**Directive A**. In the records below, reproduce the lines from the one containing "any white interior" through the one containing "[28,18,95,68]", including both of those lines. Omit the pictures from your reply.

>> START Document extract

Aug. 30, 2004 – A temporary restraining order was issued Friday directing the St. Thomas law firm of Dudley Topper and Feuerzeig to refrain from further representing Rural Telephone Finance Cooperative in its case against Innovative Communication Corp.
Territorial Court Judge Darryl Donohue issued the order, stating that the firm was committing an ethical violation by representing RTFC because it previously represented ICC in past dealings with RTFC.
"We received the order by fax Friday evening," George Dudley, partner in the law firm, said on Monday.
RTFC hired the firm to represent it in a lawsuit filed earlier this summer against ICC. RTFC says Innovative has more than $550 million in outstanding loans from the cooperative, which provides financial assistance to rural telephone companies, and that ICC is in violation of agreements relating to those loans. ICC says that under an earlier agreement it has done nothing improper.
ICC filed a motion on Aug. 19 seeking the temporary restraining order after learning that RTFC had hired Dudley Topper and Feuerzeig to represent it in the case.
According to Dudley, however, "We never represented ICC. We represented its predecessor, Atlantic Tele-Network, in 1987."
ATN, then owned by partners Jeffrey Prosser and Cornelius Prior Jr., bought V.I. Telephone Corp. from ITT. Prosser and Prior later parted ways, with Prosser retaining ownership of Vitelco and Prosser keeping the ATN name and the company's other holding, a telephone company in Guyana. Both have since acquired numerous additional holdings, and Prosser's are now mostly under parent company ICC.

>> END Document extract
>> START Data in this exercise

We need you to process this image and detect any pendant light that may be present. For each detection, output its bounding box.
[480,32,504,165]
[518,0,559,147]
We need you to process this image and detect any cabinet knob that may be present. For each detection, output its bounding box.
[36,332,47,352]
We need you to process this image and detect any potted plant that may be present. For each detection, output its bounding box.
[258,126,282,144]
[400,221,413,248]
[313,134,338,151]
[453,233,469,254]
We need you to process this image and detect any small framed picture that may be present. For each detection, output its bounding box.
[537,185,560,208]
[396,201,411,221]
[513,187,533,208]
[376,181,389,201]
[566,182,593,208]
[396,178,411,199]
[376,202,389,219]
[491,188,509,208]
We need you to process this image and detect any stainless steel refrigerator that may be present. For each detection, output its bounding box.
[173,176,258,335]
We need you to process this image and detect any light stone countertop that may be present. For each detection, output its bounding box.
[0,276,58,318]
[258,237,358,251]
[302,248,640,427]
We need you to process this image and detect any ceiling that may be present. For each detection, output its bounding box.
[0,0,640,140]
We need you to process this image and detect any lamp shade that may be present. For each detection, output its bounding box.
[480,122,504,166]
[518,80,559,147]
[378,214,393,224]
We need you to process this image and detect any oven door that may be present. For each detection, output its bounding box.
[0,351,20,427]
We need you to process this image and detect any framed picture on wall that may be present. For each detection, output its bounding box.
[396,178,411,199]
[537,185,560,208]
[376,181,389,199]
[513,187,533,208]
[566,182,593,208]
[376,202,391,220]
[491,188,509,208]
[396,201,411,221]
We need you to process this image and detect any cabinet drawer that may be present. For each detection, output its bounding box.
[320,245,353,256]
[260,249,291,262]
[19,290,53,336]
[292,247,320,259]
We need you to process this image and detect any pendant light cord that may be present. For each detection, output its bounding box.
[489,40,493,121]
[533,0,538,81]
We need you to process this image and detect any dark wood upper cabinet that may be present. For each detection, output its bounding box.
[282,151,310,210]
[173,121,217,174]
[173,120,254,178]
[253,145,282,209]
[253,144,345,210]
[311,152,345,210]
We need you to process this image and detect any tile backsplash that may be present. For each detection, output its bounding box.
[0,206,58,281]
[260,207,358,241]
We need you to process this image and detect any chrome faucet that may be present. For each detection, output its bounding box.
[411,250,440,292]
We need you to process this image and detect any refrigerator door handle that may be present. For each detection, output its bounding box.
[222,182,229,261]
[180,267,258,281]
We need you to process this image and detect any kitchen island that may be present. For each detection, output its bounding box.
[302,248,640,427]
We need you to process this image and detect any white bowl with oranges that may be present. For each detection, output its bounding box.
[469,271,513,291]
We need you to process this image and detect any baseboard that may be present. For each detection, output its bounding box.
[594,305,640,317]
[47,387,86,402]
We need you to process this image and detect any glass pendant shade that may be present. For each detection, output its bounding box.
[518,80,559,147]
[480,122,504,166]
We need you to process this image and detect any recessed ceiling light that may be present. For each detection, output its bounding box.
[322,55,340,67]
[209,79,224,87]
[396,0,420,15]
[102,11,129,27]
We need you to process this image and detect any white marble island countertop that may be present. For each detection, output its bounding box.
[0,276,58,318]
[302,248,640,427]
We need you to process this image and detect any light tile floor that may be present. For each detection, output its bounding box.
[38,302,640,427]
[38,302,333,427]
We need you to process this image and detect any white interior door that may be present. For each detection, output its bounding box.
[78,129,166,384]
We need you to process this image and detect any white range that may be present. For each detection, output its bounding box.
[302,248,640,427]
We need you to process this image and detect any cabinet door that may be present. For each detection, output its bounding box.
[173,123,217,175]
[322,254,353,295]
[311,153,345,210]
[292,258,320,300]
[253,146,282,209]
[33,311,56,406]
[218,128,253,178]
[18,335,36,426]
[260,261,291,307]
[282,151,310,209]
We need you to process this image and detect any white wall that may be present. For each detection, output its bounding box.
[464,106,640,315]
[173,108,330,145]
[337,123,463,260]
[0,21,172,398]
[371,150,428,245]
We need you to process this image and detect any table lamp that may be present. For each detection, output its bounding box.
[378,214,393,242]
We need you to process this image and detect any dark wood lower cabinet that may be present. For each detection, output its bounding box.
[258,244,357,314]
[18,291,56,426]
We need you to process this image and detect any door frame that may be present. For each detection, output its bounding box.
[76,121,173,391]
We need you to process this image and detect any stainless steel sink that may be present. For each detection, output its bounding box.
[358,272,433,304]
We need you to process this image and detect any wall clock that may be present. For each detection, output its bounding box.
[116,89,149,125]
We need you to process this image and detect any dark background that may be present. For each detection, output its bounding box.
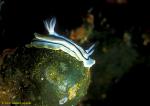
[0,0,150,106]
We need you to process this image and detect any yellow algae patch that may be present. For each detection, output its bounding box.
[68,83,80,100]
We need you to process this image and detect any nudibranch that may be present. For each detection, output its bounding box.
[28,18,95,68]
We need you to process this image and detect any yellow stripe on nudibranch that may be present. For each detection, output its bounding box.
[31,18,95,68]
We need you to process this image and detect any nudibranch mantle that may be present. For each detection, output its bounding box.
[31,18,95,68]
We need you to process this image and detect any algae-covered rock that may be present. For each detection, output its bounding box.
[0,47,90,106]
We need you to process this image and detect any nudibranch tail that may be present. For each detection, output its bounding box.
[85,44,95,53]
[44,17,56,35]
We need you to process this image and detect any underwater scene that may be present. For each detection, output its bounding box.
[0,0,150,106]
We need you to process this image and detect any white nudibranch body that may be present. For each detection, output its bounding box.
[31,18,95,68]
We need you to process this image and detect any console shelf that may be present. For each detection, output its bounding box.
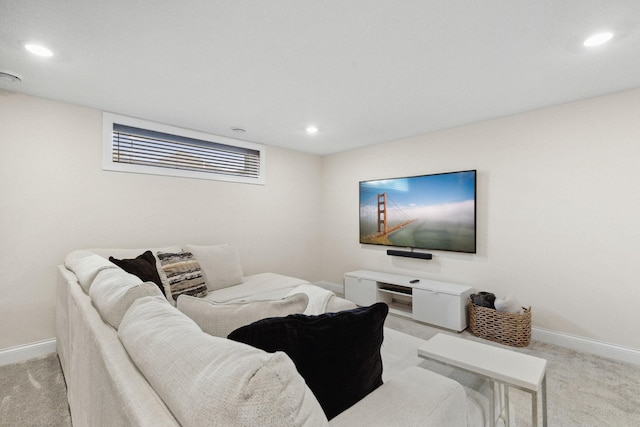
[344,270,473,332]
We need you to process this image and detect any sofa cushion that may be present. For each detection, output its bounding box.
[178,294,309,338]
[109,251,164,293]
[158,252,207,304]
[64,250,118,294]
[229,303,389,419]
[89,268,163,329]
[186,244,243,291]
[118,297,327,427]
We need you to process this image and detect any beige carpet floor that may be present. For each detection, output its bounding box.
[0,315,640,427]
[0,353,71,427]
[385,315,640,427]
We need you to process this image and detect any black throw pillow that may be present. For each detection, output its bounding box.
[109,251,164,295]
[228,302,389,419]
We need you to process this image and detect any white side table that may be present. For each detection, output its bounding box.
[418,334,547,427]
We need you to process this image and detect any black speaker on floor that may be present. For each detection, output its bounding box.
[387,249,433,259]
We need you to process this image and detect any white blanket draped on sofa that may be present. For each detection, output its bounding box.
[287,285,334,315]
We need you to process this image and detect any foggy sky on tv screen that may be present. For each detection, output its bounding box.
[360,171,476,253]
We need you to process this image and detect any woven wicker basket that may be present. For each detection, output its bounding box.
[468,298,531,347]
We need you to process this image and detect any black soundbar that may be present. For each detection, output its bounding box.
[387,249,433,259]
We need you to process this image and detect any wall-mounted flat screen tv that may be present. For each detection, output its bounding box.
[360,170,476,253]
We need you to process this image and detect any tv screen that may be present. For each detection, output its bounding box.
[360,170,476,253]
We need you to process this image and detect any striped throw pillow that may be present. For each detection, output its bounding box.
[158,252,207,305]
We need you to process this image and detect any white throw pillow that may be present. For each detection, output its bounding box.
[186,244,243,292]
[89,268,163,329]
[178,294,309,338]
[64,250,120,294]
[118,297,328,427]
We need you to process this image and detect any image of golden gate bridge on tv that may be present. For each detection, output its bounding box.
[360,170,476,253]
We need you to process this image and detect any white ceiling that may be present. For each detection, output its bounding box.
[0,0,640,154]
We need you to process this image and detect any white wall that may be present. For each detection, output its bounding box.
[322,89,640,349]
[0,92,321,350]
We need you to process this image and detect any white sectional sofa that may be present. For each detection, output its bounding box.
[56,247,467,427]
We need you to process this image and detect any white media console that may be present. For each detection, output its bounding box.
[344,270,473,332]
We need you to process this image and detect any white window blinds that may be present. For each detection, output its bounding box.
[105,114,264,183]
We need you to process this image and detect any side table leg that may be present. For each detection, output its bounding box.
[542,372,547,427]
[531,391,538,427]
[504,384,511,427]
[489,381,496,427]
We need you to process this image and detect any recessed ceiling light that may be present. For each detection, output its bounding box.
[0,71,22,83]
[24,43,53,58]
[583,31,613,47]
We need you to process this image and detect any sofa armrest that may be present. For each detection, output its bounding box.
[329,366,467,427]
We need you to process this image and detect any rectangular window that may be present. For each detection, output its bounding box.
[103,113,265,184]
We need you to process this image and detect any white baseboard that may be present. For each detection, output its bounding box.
[531,327,640,365]
[314,281,640,365]
[0,338,56,366]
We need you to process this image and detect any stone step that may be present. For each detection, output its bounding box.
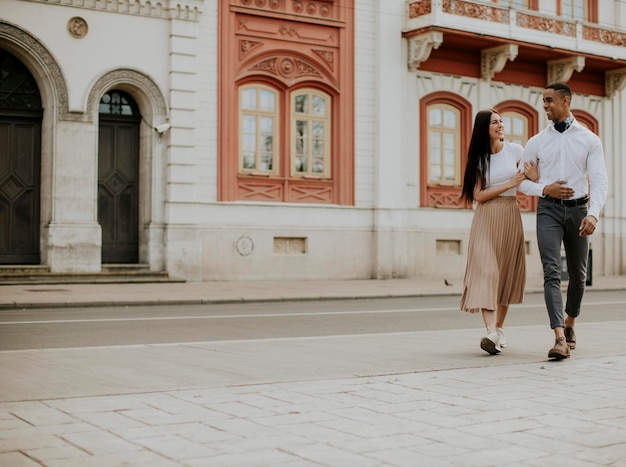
[0,264,185,285]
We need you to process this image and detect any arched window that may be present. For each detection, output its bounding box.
[420,92,471,208]
[291,89,331,178]
[428,104,461,186]
[239,85,279,175]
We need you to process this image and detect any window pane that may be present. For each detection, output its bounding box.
[427,103,461,186]
[242,115,256,133]
[263,136,274,153]
[243,152,254,169]
[291,89,331,177]
[313,96,326,115]
[260,91,276,112]
[443,110,456,128]
[430,131,441,182]
[241,89,256,110]
[430,131,441,156]
[311,156,324,173]
[260,152,272,170]
[313,139,324,156]
[261,117,274,134]
[443,133,456,181]
[294,94,309,114]
[296,120,307,138]
[428,109,442,126]
[239,85,278,174]
[242,135,256,154]
[313,122,324,138]
[295,156,306,172]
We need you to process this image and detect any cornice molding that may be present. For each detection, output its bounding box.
[480,44,518,80]
[548,55,585,83]
[23,0,204,21]
[408,31,443,71]
[604,68,626,98]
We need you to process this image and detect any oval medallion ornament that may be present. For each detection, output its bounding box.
[67,16,89,39]
[235,235,254,256]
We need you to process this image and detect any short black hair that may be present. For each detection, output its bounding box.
[544,82,572,97]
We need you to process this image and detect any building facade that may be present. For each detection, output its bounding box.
[0,0,626,281]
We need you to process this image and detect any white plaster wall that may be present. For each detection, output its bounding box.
[2,0,169,112]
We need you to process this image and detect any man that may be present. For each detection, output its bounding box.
[520,83,608,360]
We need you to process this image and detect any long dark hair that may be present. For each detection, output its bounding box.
[461,109,500,203]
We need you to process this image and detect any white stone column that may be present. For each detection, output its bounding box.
[373,0,410,279]
[41,121,102,273]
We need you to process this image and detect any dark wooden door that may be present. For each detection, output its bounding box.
[0,114,41,264]
[98,108,139,263]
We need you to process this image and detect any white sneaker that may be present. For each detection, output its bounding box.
[480,329,502,355]
[496,328,509,349]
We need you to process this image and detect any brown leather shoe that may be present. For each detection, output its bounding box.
[564,327,576,350]
[548,337,569,360]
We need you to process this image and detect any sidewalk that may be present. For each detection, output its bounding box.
[0,277,626,467]
[0,276,626,310]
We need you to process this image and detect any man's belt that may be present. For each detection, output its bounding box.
[544,195,589,208]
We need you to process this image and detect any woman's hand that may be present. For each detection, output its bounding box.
[509,172,526,188]
[524,161,539,183]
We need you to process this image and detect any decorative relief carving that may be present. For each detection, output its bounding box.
[409,0,433,18]
[480,44,518,80]
[85,68,167,121]
[313,49,335,70]
[604,68,626,97]
[67,16,89,39]
[235,235,254,256]
[516,13,576,37]
[239,39,263,59]
[408,31,443,71]
[237,16,338,45]
[250,57,321,79]
[443,0,510,23]
[547,55,585,83]
[239,0,335,19]
[583,26,626,47]
[250,58,278,75]
[0,23,77,122]
[24,0,199,21]
[274,237,306,255]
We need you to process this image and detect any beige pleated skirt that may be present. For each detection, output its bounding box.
[461,196,526,313]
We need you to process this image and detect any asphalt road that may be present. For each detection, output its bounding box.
[0,291,626,351]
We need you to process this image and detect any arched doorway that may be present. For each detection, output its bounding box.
[98,90,141,264]
[0,49,43,264]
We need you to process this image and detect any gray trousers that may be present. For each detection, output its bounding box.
[537,198,589,329]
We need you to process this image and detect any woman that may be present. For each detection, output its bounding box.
[461,109,538,355]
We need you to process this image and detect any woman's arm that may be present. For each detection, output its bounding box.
[474,172,526,203]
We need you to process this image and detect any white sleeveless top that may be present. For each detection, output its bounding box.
[485,143,524,196]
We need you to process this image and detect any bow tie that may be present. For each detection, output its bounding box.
[554,120,569,133]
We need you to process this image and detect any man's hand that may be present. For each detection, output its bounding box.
[543,180,574,199]
[578,216,598,237]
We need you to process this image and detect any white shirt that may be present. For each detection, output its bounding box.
[485,143,524,196]
[519,119,609,219]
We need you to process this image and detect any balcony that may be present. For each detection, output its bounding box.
[403,0,626,97]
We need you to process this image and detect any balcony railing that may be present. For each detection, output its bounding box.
[405,0,626,60]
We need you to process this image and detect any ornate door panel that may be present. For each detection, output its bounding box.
[0,49,43,264]
[0,116,41,264]
[98,92,140,264]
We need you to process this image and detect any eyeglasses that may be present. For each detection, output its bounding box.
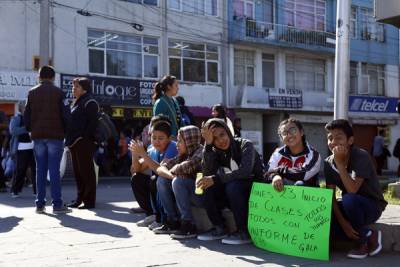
[279,127,298,137]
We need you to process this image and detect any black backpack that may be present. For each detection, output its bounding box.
[85,99,118,143]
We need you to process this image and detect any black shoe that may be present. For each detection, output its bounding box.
[129,207,146,213]
[78,204,95,210]
[67,201,82,208]
[171,221,197,239]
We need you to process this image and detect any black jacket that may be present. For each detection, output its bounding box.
[65,93,99,146]
[202,119,263,184]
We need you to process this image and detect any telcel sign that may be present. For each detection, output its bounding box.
[349,96,397,113]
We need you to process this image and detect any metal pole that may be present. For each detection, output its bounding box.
[333,0,351,119]
[39,0,50,66]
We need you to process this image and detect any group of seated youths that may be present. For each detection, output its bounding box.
[129,115,387,259]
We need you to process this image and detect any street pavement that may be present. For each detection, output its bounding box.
[0,180,400,267]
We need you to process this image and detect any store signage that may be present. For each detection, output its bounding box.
[60,74,155,106]
[268,88,303,109]
[0,71,38,101]
[132,108,153,118]
[112,108,124,118]
[349,96,398,113]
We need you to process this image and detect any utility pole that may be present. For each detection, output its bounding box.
[333,0,351,119]
[160,0,170,77]
[39,0,50,66]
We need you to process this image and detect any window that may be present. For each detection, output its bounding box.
[168,0,218,16]
[88,30,159,78]
[234,49,255,86]
[122,0,158,6]
[262,54,275,88]
[283,0,326,31]
[350,6,357,38]
[168,40,219,83]
[286,56,325,91]
[233,0,254,19]
[359,8,385,42]
[349,61,358,94]
[359,63,385,95]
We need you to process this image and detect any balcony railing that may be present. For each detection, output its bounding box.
[232,18,336,51]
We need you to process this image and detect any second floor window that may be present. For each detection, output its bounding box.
[168,40,219,83]
[88,30,159,78]
[286,56,325,92]
[283,0,326,31]
[234,49,255,86]
[168,0,218,16]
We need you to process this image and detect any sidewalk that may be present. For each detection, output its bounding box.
[0,180,400,267]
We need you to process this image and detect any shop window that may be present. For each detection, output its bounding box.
[88,30,159,78]
[168,40,219,83]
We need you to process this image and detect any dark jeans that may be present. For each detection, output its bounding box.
[331,193,382,243]
[70,138,96,206]
[131,173,153,216]
[202,180,252,231]
[11,149,36,194]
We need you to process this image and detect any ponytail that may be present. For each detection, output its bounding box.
[151,75,176,102]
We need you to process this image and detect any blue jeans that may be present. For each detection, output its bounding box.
[172,177,195,222]
[33,139,64,208]
[202,180,253,232]
[157,176,179,221]
[331,193,382,243]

>> END Data in this exercise

**Directive B**. Continue the news report on the restraining order against the law firm representing RTFC from the point where it stops.

**Task response A**.
We need you to process this image and detect any white interior door that may be present. For each detection, output its bounding box.
[78,129,166,384]
We need you to process this image and detect any white range that may be present. For each detection, output its bounding box.
[302,248,640,427]
We need you to process this image and detect any cabinet door that may be present. For each detection, output its bounding box.
[173,123,217,175]
[322,254,353,295]
[311,153,345,210]
[292,258,320,300]
[253,146,282,209]
[33,311,56,406]
[218,128,253,178]
[18,335,36,426]
[260,261,291,307]
[282,151,310,209]
We need you to process this image and detect any white wall that may be present. For each detection, output its bounding box.
[464,106,640,315]
[173,108,330,145]
[337,123,463,260]
[0,21,172,398]
[371,150,428,245]
We need you to process this image and detect any table lamp that may be present. For each detection, output its bounding box.
[378,214,393,242]
We need you to process this image and detect any dark wood lower cabinet that may be present. For each detection, output its bounding box.
[258,244,357,314]
[18,291,56,426]
We need you to process this image and detect any door frame that may be present. For each detection, output its bounding box.
[76,121,173,391]
We need you to process this image and detect any stainless steel sink that may be present. For each detection, output its bounding box.
[358,272,433,304]
We need you to process this image and detect any wall clock that may be present. For each detection, output its bounding box.
[116,89,149,125]
We need you to process this image and detect any dark background that may be present. For each detection, output its bounding box.
[0,0,150,106]
We need you to process this image and detect any yellow algae patch that may be present. For each detection, output its bounding box.
[68,83,80,100]
We need you to process this image and detect any nudibranch that may be present. For each detection, output its bounding box.
[28,18,95,68]

**Task response B**.
Dudley said a hearing is scheduled for Sept. 10 to consider the merits of ICC's requests for preliminary and permanent injunctions against the law firm. "Once we present our side of the case, we believe that the judge will reverse the temporary restraining order," he said.
Meanwhile, also on Sept. 10, ICC and RTFC representatives are scheduled to appear before the Public Services Commission to testify on the telephone company's financial viability and the sale and distribution of $81 million of Innovative's preferred stock earlier this year.
RTFC claims that Innovative Telephone has loaned ICC $28 million of that money to acquire a telecommunications company in Belize. The PSC has ordered the local phone company, which it regulates, not to spend any more of its stock sale proceeds. (See "Stop Spending Stock Proceeds, Phone Company Told".)
"The meeting is still on as far as we know," Sandra Setorie, PSC assistant executive director, said, adding that no one from Innovative or RTFC has requested a change in the date.
Holland L. Redfield II, ICC vice president for corporate affairs, could not be reached for comment Monday. His staff said he was off-island. He is a V.I. delegate to the National Republican Convention in New York.